-------- Document

Pardonnez-nous cette question sans doute très naïve, mais comment faites-vous votre « shopping » de modèles de bâtiments 3D ? Existe t’il beaucoup de sociétés qui vendent des modélisations sur catalogue ?

Pour ne rien vous cacher, il y a beaucoup de sociétés qui font cela, mais il y en a peu qui le font bien ! Il faut être très prudent quand on choisit ses fournisseurs.

Est-ce que ces prestataires proposent des bâtiments de tous les genres et de toutes les époques ?

Oui. Nous avons eu de la chance dans certains cas, et avons été capables de trouver et de recycler ce dont nous avions besoin. Il se trouve que le studio Method avait déjà travaillé sur plusieurs films dans lesquels apparaissait la Maison Blanche. Ils ont donc pu réutiliser cette modélisation plusieurs fois. Mais je dois dire qu’il est beaucoup plus dur de trouver des bâtiments du 19ème siècle, tout simplement parce qu’il n’y a pas beaucoup de films qui se déroulent à cette époque et de plus, à Washington.

Pouvez-vous évoquer les effets numériques réalisés autour des vampires ?

----------------

**Exercice écrit 1:** Dans l'entretien sur la modélisation 3D de bâtiments, quel studio avait déjà travaillé sur plusieurs films où apparaissait la Maison Blanche ?
**Exercice écrit 2:** Pourquoi, d'après l'entretien sur la modélisation 3D de bâtiments, est-il beaucoup plus dur de trouver des bâtiments du 19ème siècle ?
**Exercice écrit 3:** Pourriez-vous poursuivre l'entretien sur la modélisation 3D de bâtiments à partir de sa dernière question ?

-------- Données

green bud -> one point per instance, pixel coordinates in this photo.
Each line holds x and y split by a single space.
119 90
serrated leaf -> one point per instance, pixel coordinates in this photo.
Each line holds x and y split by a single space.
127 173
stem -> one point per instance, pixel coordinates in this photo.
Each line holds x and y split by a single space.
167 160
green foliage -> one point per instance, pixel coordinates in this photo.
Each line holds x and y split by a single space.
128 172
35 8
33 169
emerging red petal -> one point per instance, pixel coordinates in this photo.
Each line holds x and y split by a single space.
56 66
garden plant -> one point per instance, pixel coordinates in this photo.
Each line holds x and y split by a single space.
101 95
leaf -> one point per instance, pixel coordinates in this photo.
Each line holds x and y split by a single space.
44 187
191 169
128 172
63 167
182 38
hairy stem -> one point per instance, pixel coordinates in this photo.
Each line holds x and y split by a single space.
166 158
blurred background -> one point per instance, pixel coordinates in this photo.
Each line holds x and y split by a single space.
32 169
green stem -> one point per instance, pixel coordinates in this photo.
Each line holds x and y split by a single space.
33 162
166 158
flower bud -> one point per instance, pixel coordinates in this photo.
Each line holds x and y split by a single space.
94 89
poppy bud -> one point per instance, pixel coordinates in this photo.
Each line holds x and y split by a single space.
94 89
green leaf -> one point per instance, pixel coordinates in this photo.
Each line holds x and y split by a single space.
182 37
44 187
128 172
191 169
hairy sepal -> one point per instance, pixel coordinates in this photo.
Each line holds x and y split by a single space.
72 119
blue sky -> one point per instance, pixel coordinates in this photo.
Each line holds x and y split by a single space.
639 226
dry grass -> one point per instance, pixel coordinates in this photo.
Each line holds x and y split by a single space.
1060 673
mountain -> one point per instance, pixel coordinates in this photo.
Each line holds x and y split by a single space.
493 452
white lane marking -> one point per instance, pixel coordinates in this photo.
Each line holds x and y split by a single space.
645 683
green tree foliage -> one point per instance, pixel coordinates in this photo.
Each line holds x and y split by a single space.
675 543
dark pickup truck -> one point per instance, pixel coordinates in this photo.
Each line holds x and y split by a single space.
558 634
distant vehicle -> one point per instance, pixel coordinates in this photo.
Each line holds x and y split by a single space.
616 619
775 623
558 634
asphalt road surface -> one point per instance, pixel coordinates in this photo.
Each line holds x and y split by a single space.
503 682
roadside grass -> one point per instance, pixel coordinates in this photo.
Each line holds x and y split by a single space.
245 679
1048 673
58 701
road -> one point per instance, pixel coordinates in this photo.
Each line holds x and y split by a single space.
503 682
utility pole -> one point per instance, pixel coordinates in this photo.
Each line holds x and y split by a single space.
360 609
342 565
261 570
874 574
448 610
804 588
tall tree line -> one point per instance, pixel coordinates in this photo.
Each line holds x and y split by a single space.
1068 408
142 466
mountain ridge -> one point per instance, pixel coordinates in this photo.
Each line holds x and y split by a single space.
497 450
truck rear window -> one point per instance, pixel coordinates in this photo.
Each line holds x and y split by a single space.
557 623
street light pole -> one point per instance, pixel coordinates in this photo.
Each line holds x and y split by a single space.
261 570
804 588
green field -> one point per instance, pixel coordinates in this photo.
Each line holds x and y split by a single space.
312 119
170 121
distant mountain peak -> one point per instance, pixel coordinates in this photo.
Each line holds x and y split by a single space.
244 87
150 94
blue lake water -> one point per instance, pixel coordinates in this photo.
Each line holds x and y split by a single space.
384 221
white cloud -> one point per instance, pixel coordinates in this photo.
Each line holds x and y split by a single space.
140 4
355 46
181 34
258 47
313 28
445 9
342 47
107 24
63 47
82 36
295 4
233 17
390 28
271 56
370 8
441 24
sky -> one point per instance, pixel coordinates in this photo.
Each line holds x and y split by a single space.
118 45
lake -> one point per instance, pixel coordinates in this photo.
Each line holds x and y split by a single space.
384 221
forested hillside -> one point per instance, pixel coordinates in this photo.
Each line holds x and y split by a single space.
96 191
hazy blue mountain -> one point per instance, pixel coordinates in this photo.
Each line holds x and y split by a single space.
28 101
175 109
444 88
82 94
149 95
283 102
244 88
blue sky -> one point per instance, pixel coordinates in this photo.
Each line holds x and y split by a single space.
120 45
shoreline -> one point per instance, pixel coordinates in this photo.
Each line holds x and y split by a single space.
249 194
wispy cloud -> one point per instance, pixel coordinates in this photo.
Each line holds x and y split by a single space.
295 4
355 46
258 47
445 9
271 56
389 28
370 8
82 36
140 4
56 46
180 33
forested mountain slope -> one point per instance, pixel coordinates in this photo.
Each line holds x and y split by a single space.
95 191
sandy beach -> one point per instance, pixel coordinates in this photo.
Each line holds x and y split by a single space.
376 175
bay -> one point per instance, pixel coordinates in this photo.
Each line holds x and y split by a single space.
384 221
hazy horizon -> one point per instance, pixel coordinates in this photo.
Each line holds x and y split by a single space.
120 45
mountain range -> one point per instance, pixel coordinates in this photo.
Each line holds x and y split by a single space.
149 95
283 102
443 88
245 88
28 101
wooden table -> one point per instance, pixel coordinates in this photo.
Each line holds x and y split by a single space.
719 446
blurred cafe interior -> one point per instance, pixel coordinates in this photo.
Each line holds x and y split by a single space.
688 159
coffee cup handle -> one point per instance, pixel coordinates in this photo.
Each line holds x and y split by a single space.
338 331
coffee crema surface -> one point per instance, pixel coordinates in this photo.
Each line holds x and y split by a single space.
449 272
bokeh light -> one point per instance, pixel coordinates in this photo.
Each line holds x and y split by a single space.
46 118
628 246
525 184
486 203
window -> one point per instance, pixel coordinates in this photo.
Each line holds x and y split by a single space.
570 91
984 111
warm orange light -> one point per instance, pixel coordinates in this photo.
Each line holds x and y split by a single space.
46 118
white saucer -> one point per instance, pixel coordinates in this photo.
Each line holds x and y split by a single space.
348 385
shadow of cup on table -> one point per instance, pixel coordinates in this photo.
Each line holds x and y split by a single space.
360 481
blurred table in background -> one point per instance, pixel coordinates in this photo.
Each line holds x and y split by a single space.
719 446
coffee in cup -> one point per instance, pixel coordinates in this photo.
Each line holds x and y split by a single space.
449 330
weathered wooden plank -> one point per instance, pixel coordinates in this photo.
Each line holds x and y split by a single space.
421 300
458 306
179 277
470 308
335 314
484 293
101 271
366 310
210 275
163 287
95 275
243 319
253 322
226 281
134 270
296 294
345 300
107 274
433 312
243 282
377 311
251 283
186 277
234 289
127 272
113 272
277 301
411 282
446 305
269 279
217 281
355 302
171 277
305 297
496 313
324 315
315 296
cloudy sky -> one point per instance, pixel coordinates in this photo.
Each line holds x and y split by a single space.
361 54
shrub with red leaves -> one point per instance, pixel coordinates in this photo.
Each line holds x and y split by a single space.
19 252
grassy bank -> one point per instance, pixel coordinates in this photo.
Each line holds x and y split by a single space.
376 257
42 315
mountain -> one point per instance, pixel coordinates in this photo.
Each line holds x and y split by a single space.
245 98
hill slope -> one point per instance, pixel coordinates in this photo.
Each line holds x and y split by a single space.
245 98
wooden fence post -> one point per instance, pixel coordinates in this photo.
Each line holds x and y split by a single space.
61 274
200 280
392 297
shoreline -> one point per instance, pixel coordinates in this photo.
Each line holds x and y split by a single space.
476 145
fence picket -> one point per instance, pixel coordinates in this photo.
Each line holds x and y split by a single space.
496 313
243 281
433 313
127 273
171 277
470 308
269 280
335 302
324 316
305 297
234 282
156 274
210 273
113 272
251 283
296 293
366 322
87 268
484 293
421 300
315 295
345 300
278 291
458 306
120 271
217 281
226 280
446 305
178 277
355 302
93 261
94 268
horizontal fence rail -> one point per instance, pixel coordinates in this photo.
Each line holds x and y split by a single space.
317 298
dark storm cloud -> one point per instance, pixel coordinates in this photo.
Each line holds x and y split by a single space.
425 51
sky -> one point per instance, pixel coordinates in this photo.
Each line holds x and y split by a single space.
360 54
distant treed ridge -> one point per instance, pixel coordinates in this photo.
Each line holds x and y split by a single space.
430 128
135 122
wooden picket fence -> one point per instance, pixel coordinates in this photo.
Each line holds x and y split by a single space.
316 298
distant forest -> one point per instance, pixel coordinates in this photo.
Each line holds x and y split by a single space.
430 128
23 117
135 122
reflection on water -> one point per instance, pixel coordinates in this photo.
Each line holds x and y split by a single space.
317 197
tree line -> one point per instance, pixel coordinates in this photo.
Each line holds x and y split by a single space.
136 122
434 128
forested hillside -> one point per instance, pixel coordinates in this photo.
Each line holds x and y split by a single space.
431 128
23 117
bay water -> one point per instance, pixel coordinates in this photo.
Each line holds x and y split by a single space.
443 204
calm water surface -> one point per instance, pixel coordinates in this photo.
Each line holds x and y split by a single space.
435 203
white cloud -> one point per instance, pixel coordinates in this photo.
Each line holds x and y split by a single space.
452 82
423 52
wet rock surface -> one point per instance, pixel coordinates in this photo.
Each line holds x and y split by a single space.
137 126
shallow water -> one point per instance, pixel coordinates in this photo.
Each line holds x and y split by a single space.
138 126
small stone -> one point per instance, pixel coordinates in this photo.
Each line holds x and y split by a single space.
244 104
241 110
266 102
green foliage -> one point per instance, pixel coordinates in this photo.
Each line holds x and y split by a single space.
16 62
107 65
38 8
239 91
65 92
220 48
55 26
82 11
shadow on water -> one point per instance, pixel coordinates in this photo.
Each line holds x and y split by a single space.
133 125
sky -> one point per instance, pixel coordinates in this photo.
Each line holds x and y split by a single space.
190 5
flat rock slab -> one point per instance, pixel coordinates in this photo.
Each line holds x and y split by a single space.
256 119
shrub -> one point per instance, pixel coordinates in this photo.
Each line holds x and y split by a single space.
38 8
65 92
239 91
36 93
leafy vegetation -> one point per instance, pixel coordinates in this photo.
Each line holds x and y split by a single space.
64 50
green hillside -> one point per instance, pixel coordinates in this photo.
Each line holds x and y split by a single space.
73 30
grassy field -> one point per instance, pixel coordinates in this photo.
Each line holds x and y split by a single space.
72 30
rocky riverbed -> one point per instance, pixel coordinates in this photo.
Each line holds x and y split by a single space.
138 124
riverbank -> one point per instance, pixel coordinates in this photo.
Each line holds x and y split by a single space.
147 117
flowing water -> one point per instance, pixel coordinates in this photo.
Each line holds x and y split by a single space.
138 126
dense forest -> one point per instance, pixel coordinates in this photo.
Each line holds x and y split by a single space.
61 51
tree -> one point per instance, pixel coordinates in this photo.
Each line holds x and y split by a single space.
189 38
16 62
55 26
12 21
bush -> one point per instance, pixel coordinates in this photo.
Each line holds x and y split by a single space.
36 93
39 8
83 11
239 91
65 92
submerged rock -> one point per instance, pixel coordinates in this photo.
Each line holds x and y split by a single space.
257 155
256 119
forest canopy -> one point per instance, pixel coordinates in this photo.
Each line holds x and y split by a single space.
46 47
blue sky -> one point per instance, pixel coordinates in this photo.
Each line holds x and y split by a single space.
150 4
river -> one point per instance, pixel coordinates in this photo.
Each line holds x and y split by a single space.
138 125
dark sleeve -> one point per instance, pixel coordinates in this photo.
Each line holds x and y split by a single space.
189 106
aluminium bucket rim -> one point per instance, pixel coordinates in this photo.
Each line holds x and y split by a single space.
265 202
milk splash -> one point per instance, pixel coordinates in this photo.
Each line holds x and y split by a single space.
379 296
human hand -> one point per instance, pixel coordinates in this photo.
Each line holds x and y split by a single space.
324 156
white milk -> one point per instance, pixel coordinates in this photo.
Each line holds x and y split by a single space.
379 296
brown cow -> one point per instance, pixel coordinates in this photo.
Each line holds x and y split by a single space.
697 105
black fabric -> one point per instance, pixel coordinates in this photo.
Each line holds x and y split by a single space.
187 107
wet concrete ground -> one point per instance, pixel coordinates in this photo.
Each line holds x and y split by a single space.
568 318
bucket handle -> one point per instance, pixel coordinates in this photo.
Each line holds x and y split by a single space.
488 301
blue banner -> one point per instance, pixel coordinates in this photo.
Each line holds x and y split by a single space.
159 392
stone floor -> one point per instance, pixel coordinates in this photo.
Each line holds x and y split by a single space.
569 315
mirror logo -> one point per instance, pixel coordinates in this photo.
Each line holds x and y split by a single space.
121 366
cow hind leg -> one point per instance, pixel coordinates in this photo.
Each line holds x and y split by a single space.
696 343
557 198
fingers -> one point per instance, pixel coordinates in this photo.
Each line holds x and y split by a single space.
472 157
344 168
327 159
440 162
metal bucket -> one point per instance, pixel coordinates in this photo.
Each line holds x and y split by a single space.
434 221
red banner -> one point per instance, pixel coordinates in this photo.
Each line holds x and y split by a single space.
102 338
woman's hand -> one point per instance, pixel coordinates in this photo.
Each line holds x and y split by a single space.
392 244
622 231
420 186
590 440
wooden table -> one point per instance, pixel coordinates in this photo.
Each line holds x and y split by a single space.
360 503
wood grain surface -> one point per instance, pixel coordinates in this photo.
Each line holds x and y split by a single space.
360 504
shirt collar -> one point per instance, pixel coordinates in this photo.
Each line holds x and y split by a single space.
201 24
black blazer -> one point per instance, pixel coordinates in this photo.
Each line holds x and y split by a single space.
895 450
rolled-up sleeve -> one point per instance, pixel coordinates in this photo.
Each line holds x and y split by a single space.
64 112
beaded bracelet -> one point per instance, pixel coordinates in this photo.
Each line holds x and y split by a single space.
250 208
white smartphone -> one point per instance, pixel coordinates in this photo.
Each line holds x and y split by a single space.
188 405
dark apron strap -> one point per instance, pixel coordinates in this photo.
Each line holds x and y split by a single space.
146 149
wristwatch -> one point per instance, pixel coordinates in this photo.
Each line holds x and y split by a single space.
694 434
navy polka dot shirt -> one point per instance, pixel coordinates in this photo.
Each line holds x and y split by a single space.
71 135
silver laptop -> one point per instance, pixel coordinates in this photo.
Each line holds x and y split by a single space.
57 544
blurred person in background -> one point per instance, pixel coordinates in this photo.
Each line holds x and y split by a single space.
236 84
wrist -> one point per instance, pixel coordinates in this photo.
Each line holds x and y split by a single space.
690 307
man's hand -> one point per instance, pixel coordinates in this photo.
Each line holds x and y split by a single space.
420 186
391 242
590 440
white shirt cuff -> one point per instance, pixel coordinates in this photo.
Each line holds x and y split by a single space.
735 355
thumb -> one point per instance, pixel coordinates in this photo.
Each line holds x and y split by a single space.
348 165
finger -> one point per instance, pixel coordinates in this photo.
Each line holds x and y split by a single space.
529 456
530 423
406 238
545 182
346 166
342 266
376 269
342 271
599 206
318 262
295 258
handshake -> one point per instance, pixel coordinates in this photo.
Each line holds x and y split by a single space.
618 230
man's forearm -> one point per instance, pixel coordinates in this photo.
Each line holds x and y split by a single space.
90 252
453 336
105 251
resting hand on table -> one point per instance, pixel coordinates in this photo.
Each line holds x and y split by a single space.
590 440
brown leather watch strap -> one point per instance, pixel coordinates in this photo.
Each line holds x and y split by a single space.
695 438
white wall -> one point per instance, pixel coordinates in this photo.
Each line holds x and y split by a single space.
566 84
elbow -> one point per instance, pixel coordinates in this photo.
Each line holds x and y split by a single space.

----------------

**Résultat de la tâche 1:** Le studio Method.

**Résultat de la tâche 2:** Il y a peu de films qui se déroulent à cette époque. Ils sont encore plus rares à se dérouler à Washington.

**Résultat de la tâche 3:**
C’est un processus qui a évolué au cours de la production du film. Au départ, Timur voulait montrer les vampires de manière « réaliste » et organique, en n’allant pas trop vers le surnaturel. Mais pendant la préparation, il a changé d’avis et a voulu rendre les vampires très effrayants. Les effets numériques que nous avons ajoutés autour des vampires interviennent surtout pendant leur transformation, au moment où ils passent de l’état « presque normal » à celui de vampires féroces. Nous intervenons sur la transformation des yeux, car même si les acteurs portaient des lentilles sclérales, il n’était pas toujours facile de bien voir leurs yeux. Nous avons ajouté une lueur rouge dans leurs regards. Nous avons souligné aussi les veines sur leurs visages. Il y avait déjà des veines saillantes sur les prothèses posées sur les acteurs, mais à cause de l’éclairage, elles n’étaient pas toujours visibles. Au début de la transformation, nous les avons donc accentuées. Le dernier point, ce sont les amplification des mouvements d’ouverture des mâchoires et d’apparition des canines, car il fallait aussi qu’on puisse les voir pousser. En ce qui concerne les mâchoires, nous nous sommes inspirés des serpents qui ont la capacité de disloquer les leurs pour avaler des proies beaucoup plus larges qu’eux. Nous sommes intervenus à la fois en 2D et en 3D pour disloquer les mâchoires des acteurs à certains moments, de manière furtive, pour les rendre encore plus effrayants.

Avez-vous créé des effets particuliers pour montrer que les reflets des vampires n’apparaissent pas dans les miroirs ?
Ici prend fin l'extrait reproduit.